> [ACTIVITIES]
1 - Reproduce the passage about serving the Lord, everything from "I’m happy to" down to "pass from Him.".
2 - Carry on the passage about Jesus praying that the cup would pass from Him, starting after its last sentence.

***** DOCUMENT TEXT *****

I’m happy to say God met my questions with some powerful verses that opened my eyes to some precious truths. While there is joy in serving the Lord, that does not mean we will always be happy with where He leads us. In fact, sometimes, we’ll be heartbroken and afraid. . .just like Jesus was. Yes, Jesus. He came to this earth to do His Father’s will. He knew He would have to die for our sins. He knew the price He would have to pay, and He was more than willing to do it. But that doesn’t mean He wanted to go through it. He prayed the cup would pass from Him.

***** GIVEN DATA *****

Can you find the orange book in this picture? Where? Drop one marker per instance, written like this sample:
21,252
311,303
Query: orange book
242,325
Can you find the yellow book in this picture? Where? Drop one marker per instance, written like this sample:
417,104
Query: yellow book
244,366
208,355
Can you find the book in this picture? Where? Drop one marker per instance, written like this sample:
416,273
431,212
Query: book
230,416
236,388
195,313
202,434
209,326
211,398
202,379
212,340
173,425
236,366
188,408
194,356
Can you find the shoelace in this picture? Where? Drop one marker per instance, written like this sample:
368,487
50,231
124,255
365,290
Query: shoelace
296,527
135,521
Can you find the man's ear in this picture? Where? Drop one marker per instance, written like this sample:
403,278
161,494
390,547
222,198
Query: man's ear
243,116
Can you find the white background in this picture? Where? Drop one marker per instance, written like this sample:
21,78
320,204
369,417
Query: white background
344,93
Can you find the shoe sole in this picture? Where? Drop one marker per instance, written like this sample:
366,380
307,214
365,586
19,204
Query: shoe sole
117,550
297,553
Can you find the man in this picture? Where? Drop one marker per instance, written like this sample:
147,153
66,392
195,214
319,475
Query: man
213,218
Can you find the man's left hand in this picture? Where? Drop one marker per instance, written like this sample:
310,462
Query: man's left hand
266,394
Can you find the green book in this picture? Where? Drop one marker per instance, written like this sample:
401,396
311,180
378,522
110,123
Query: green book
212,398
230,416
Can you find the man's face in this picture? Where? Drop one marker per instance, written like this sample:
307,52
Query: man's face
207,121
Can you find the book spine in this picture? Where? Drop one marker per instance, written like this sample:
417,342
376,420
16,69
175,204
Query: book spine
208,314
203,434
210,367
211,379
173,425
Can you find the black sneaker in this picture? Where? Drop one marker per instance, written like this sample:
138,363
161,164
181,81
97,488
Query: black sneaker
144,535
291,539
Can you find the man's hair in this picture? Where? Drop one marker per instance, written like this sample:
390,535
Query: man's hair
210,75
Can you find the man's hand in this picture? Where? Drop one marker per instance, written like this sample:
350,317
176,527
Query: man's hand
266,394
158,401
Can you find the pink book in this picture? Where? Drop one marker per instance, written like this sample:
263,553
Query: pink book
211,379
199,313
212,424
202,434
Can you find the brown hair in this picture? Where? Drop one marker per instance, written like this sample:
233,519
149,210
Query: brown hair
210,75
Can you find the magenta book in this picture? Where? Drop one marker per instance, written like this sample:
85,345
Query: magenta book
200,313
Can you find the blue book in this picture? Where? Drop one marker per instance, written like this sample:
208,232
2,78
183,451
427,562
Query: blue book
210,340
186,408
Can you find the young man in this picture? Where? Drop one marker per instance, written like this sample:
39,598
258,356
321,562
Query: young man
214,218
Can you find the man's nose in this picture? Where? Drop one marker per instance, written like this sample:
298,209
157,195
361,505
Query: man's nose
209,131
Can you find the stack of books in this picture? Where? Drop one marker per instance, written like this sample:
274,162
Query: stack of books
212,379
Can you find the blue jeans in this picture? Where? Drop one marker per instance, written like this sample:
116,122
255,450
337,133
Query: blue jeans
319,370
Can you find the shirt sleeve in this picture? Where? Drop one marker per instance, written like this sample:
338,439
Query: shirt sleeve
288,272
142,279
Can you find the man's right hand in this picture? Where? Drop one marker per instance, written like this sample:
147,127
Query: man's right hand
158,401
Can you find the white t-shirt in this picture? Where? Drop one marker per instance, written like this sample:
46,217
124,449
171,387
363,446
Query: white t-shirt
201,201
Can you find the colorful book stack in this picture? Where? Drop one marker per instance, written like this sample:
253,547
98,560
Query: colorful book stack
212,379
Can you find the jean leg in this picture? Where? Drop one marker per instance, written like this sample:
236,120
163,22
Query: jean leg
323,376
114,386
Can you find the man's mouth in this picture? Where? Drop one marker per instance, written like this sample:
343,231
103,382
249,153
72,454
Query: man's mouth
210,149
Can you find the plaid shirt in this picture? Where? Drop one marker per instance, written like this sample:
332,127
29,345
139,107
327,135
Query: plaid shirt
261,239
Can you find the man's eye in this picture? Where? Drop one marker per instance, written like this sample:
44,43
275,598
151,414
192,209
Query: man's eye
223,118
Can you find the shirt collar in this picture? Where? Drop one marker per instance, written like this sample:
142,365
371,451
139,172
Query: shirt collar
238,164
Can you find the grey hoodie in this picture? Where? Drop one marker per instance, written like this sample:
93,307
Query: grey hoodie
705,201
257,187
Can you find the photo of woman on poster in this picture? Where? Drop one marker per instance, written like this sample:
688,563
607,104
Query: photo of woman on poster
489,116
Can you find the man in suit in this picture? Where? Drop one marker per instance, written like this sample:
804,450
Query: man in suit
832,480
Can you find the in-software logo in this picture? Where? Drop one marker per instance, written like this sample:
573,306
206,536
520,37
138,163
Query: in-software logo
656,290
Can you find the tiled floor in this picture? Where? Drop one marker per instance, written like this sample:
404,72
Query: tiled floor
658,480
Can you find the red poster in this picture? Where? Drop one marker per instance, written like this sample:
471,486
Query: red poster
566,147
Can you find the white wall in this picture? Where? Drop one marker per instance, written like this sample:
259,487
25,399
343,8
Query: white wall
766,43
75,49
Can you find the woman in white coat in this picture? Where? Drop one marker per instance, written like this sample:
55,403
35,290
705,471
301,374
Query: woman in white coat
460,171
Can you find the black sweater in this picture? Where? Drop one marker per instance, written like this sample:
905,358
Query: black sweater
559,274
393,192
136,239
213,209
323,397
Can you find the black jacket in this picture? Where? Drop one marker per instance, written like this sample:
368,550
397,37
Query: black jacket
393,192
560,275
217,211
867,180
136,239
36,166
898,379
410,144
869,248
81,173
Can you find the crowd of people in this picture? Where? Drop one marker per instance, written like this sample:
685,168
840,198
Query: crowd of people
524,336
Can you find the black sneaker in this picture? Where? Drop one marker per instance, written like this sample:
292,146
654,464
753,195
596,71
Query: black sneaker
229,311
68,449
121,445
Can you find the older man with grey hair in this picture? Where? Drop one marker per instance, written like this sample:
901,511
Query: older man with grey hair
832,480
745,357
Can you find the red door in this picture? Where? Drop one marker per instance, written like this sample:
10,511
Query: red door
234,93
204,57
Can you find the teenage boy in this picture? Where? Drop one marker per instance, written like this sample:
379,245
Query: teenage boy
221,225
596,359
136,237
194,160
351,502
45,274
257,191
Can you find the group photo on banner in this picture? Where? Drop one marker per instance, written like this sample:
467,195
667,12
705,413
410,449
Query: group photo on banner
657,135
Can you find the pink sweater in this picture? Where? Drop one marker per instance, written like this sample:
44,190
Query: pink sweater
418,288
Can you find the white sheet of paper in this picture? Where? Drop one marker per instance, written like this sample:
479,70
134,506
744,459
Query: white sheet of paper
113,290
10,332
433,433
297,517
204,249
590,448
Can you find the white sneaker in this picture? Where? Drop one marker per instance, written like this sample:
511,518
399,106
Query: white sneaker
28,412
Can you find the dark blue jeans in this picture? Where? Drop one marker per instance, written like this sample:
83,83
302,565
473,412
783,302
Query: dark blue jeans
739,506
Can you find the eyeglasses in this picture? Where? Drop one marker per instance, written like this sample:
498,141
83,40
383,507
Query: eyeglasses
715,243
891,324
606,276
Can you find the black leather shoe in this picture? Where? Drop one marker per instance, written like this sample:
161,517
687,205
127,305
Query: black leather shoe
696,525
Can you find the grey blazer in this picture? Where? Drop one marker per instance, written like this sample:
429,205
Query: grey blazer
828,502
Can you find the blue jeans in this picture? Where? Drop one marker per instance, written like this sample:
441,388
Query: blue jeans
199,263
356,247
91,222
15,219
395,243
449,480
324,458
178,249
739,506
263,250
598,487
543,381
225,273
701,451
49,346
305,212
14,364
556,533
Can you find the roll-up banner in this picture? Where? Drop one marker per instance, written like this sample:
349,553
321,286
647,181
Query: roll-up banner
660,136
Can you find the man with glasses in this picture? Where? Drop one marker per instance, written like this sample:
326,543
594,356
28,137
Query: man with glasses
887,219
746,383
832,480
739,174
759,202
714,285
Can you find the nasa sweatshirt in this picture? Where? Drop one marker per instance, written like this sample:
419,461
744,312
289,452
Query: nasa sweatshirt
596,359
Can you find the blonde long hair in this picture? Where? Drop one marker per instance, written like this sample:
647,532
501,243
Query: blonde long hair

*****

> [ANSWERS PER TASK]
1 -
I’m happy to say God met my questions with some powerful verses that opened my eyes to some precious truths. While there is joy in serving the Lord, that does not mean we will always be happy with where He leads us. In fact, sometimes, we’ll be heartbroken and afraid. . .just like Jesus was. Yes, Jesus. He came to this earth to do His Father’s will. He knew He would have to die for our sins. He knew the price He would have to pay, and He was more than willing to do it. But that doesn’t mean He wanted to go through it. He prayed the cup would pass from Him.

2 -
And he went a little farther, and fell on his face, and prayed, saying, O my Father, if it be possible, let this cup pass from me: nevertheless not as I will, but as thou wilt. - Matthew 26:39

And he was withdrawn from them about a stone's cast, and kneeled down, and prayed, Saying, Father, if thou be willing, remove this cup from me: nevertheless not my will, but thine, be done. And there appeared an angel unto him from heaven, strengthening him. And being in an agony he prayed more earnestly: and his sweat was as it were great drops of blood falling down to the ground. - Luke 22:41-44

Praying. Pleading. Sweating blood. If this isn’t a picture of someone who is dreading an upcoming season of life, I don’t know what is. On the one hand, Jesus wanted to do the Father’s will. On the other, He didn’t want to face such cruel agony. To quote another song, “His humanity cried, ‘Lord, any other way.’ His divinity rose up and said, ‘This price I have to pay.’” And if those two passages don’t paint a vivid enough picture, check out what Hebrews says.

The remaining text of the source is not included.